=== DATASET RECORDS ===
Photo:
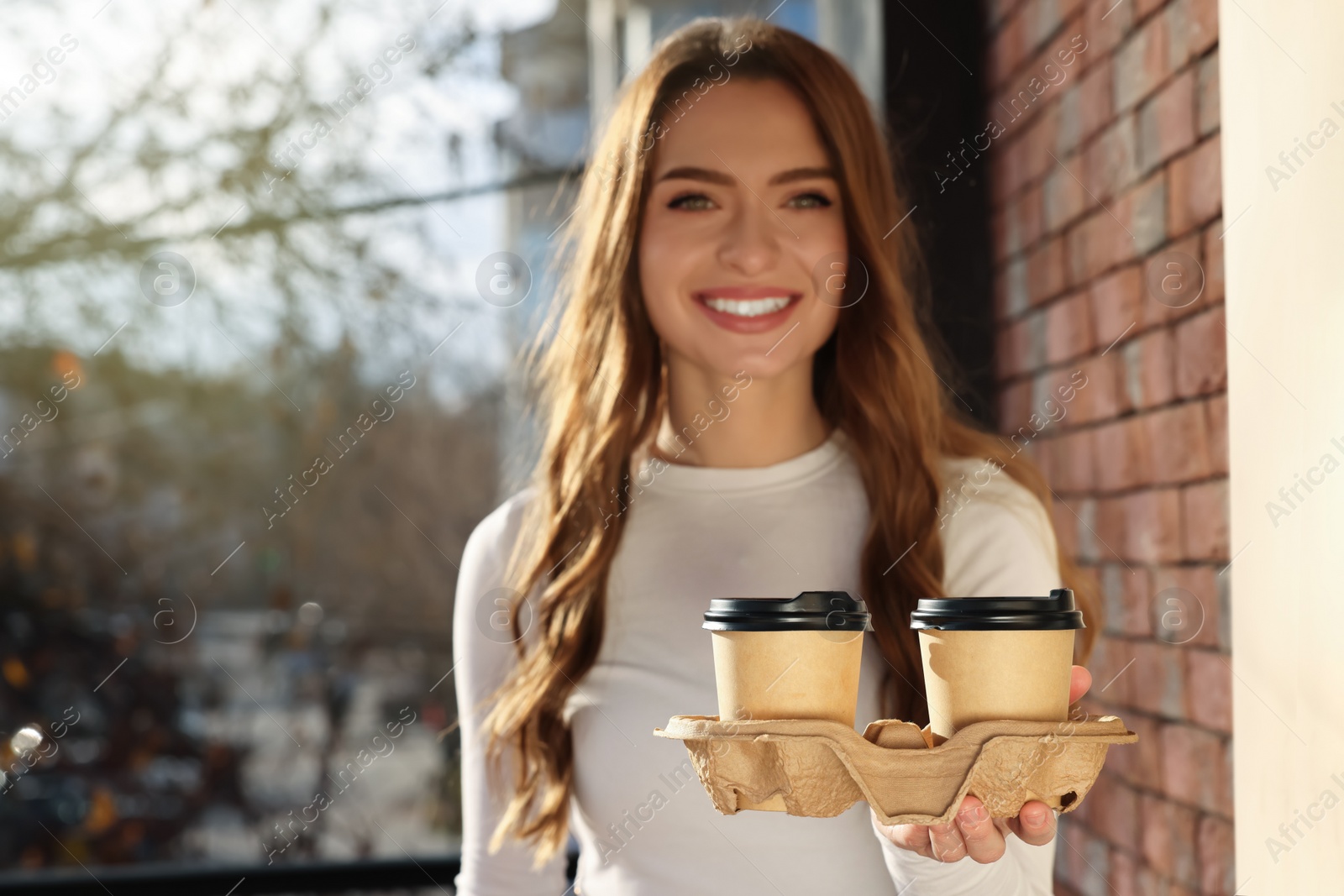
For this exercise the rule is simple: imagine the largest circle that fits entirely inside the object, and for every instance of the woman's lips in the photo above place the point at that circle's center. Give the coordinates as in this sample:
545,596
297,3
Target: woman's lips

=== WHAT IS EXPECTED ===
Determine the number of lines in the entries that contain the word "woman". Give that number and nothing more.

=== RESPONSE BOX ===
2